# Task statement
Using the records below, copy out exactly the line that contains "point: yellow coat" and every line that follows it, up to and including the last, and no others.

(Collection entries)
§ §

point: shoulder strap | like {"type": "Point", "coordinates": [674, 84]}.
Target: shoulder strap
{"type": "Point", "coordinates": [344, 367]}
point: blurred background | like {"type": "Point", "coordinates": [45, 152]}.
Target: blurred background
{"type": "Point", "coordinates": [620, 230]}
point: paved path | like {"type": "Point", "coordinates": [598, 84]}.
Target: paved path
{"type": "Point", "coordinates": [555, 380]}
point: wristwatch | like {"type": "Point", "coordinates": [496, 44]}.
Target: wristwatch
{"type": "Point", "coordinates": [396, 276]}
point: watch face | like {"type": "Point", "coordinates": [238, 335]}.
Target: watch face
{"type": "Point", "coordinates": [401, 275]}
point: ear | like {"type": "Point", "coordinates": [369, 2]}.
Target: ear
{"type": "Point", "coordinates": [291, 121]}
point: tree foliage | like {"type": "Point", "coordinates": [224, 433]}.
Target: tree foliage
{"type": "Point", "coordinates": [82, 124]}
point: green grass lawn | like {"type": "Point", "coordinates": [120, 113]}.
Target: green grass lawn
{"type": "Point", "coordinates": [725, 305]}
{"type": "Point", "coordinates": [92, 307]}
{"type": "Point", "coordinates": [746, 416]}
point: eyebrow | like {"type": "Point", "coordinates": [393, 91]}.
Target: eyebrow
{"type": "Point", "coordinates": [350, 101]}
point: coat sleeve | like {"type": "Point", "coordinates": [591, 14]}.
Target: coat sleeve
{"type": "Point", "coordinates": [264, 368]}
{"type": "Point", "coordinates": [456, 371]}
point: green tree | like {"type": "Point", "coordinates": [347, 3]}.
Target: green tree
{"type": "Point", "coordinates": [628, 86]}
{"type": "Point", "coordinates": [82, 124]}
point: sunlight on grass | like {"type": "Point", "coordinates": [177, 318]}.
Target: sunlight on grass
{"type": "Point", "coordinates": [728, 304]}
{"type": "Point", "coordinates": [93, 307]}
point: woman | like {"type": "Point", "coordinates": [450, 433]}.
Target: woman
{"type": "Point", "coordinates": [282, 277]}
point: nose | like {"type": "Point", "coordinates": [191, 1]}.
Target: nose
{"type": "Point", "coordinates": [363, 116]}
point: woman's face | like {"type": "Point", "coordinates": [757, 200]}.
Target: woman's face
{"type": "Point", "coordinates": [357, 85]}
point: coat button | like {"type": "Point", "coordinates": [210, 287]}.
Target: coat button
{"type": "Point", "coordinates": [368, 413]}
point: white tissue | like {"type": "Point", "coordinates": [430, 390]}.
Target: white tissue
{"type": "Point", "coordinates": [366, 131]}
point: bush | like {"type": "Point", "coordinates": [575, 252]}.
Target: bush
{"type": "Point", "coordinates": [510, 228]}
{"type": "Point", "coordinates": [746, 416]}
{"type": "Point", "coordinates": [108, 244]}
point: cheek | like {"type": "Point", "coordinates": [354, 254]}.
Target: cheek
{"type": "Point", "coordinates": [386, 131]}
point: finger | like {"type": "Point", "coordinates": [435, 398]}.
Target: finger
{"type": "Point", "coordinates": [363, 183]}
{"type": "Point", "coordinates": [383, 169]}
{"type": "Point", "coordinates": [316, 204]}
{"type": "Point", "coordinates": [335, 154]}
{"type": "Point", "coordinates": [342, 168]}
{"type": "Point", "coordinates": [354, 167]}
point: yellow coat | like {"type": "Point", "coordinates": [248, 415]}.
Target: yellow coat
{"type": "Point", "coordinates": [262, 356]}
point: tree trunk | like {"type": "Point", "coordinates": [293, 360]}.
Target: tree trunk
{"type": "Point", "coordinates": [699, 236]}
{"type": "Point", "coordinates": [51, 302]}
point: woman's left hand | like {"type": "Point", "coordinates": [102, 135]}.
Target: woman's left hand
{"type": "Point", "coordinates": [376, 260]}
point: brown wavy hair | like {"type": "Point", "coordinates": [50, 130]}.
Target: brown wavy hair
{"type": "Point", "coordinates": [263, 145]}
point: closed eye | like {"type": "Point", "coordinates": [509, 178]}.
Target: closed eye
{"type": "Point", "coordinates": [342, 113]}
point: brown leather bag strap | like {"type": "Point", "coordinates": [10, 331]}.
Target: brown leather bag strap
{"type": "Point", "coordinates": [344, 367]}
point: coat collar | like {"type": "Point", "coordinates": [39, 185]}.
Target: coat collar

§ §

# Solution
point: yellow coat | like {"type": "Point", "coordinates": [248, 415]}.
Target: yellow coat
{"type": "Point", "coordinates": [262, 356]}
point: tree trunk | like {"type": "Point", "coordinates": [293, 360]}.
Target: tree trunk
{"type": "Point", "coordinates": [699, 236]}
{"type": "Point", "coordinates": [51, 302]}
point: woman's left hand | like {"type": "Point", "coordinates": [102, 135]}.
Target: woman's left hand
{"type": "Point", "coordinates": [376, 260]}
point: brown wavy hair | like {"type": "Point", "coordinates": [50, 130]}.
Target: brown wavy hair
{"type": "Point", "coordinates": [263, 145]}
point: closed eye | like {"type": "Point", "coordinates": [509, 178]}.
Target: closed eye
{"type": "Point", "coordinates": [342, 113]}
point: brown leather bag strap | like {"type": "Point", "coordinates": [10, 331]}.
Target: brown leather bag strap
{"type": "Point", "coordinates": [344, 367]}
point: coat collar | like {"type": "Point", "coordinates": [39, 185]}.
Target: coat collar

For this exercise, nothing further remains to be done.